-- DATA PROVIDED follows --

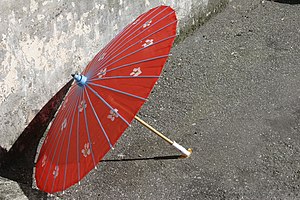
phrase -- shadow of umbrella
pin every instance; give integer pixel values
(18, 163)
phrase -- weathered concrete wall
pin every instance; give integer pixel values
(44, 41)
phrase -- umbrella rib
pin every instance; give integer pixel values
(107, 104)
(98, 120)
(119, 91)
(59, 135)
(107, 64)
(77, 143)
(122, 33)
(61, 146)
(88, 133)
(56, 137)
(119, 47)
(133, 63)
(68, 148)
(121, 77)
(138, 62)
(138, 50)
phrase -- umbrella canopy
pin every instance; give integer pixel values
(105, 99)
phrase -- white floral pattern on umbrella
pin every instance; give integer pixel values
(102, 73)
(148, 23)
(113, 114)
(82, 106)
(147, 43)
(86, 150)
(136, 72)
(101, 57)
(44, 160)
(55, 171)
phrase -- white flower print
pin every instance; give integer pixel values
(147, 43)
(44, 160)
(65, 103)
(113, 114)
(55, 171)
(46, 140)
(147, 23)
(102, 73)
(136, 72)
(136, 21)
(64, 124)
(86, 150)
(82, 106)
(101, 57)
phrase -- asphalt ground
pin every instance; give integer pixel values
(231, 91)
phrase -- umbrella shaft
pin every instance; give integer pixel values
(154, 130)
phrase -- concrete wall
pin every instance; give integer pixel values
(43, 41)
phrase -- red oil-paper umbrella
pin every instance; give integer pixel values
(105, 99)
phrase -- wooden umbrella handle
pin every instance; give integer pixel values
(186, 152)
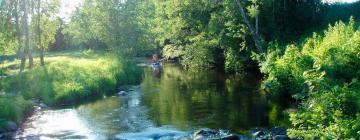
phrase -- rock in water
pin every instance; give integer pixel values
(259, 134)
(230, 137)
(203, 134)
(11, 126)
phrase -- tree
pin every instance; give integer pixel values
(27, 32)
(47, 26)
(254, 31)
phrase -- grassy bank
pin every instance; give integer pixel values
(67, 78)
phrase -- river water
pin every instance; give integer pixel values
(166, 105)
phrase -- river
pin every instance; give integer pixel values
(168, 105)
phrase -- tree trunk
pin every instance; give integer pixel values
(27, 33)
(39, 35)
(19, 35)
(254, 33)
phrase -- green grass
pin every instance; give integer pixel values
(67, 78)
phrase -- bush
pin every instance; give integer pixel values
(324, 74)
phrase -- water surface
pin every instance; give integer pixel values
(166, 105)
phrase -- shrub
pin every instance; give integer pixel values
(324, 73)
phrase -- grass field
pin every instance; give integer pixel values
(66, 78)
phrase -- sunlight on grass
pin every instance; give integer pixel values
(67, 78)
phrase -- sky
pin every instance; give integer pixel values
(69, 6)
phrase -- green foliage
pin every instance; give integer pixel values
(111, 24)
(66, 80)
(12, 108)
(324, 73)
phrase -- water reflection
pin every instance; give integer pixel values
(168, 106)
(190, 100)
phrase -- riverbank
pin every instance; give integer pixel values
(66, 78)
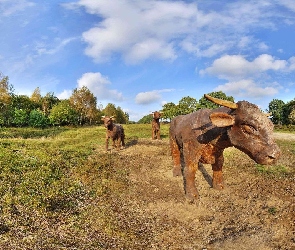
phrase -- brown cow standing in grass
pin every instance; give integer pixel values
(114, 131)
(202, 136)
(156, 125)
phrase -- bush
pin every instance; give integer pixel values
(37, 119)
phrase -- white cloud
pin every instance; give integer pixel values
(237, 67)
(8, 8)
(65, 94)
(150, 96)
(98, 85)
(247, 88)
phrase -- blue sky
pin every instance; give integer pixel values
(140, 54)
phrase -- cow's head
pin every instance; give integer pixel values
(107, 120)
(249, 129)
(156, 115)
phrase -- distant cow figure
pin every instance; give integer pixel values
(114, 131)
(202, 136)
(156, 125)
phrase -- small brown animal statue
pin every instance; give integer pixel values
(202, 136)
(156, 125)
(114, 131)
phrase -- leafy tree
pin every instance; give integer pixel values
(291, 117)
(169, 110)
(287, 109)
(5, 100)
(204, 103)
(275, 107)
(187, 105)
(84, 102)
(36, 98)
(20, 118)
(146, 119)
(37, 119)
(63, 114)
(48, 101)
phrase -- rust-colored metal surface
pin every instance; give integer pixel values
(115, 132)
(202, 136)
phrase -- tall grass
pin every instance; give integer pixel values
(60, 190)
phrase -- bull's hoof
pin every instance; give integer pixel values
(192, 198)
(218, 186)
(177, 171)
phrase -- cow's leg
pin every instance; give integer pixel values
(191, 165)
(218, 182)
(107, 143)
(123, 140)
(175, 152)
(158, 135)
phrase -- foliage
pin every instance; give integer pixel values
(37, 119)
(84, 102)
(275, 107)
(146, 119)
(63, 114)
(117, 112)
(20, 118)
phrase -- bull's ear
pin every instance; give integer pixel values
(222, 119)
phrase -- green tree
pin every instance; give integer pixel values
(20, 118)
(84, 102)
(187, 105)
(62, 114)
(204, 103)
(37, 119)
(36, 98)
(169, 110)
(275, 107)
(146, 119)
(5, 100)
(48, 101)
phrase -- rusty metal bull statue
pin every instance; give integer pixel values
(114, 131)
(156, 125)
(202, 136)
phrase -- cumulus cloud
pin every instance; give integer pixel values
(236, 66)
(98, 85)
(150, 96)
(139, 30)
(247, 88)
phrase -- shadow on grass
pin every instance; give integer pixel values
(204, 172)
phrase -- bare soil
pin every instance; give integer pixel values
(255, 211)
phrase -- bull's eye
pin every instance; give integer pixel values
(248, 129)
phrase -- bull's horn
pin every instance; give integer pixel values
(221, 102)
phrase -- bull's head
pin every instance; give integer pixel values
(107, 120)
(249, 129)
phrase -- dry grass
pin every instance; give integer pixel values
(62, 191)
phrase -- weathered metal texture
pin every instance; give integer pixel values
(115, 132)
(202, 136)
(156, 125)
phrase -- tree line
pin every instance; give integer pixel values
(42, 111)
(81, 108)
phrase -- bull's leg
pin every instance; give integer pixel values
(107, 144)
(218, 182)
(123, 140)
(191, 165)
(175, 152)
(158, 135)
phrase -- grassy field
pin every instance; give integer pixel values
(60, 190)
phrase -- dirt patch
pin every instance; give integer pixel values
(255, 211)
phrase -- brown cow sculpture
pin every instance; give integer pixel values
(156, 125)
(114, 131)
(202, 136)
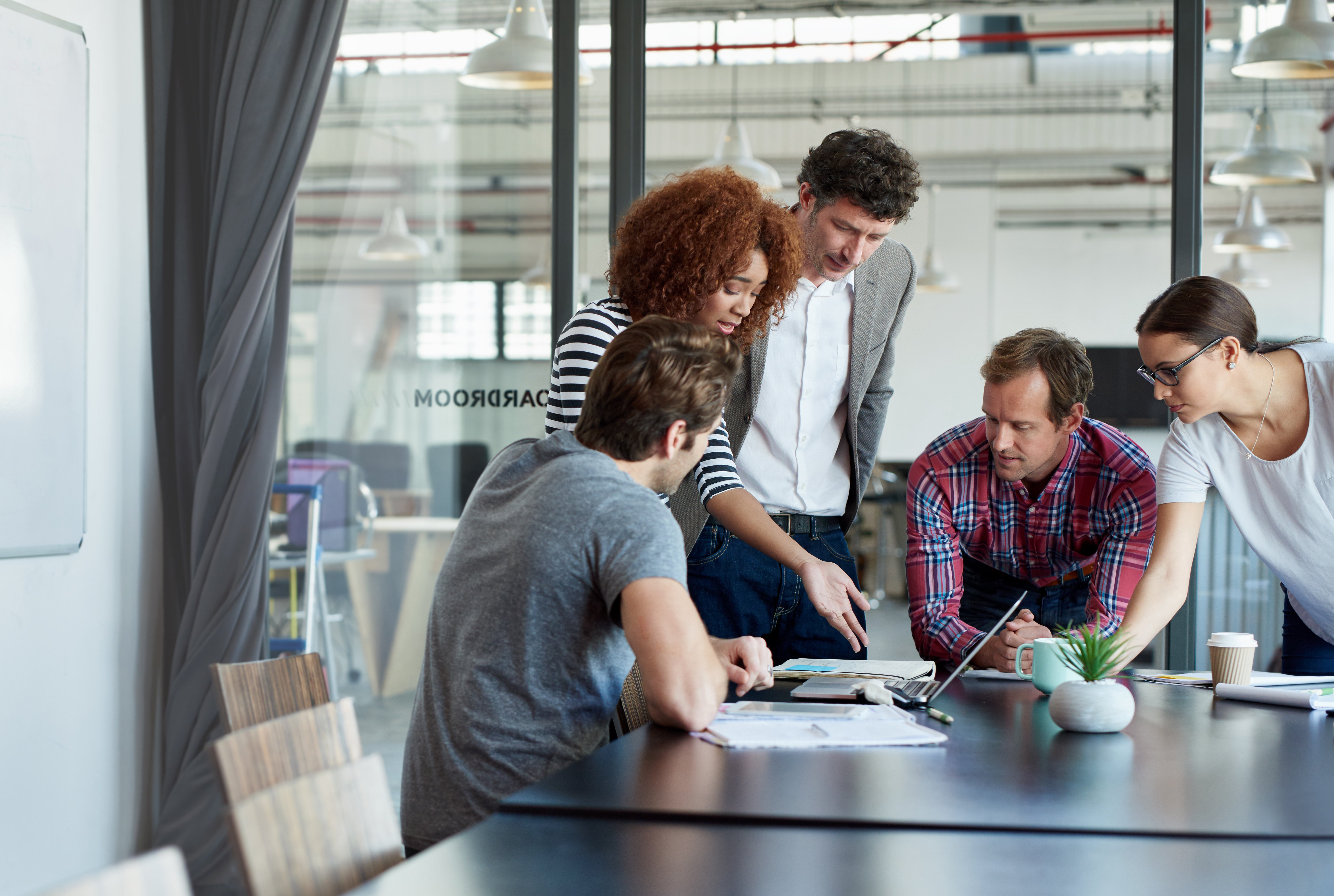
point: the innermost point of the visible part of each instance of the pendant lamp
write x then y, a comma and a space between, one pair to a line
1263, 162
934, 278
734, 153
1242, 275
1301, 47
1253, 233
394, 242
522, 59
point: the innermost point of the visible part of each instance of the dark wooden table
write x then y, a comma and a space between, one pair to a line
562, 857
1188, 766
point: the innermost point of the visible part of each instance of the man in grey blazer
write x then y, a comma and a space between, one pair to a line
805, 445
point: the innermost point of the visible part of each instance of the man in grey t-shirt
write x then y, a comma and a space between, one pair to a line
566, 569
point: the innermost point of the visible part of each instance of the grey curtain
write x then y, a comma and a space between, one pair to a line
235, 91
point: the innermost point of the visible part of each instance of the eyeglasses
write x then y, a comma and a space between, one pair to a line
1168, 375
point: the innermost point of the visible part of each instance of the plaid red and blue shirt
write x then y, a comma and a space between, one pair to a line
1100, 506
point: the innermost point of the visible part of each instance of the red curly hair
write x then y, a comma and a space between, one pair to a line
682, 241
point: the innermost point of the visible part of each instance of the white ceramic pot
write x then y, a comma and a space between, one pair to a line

-- DATA PROVIDED concluded --

:: HOW TO COMPLETE THIS TASK ::
Find the word "statue" in the entries, and copy every line it shows up in.

:: SOLUTION TO THE PROBLEM ::
phrase -- small brown animal statue
phrase -- rusty metal bull statue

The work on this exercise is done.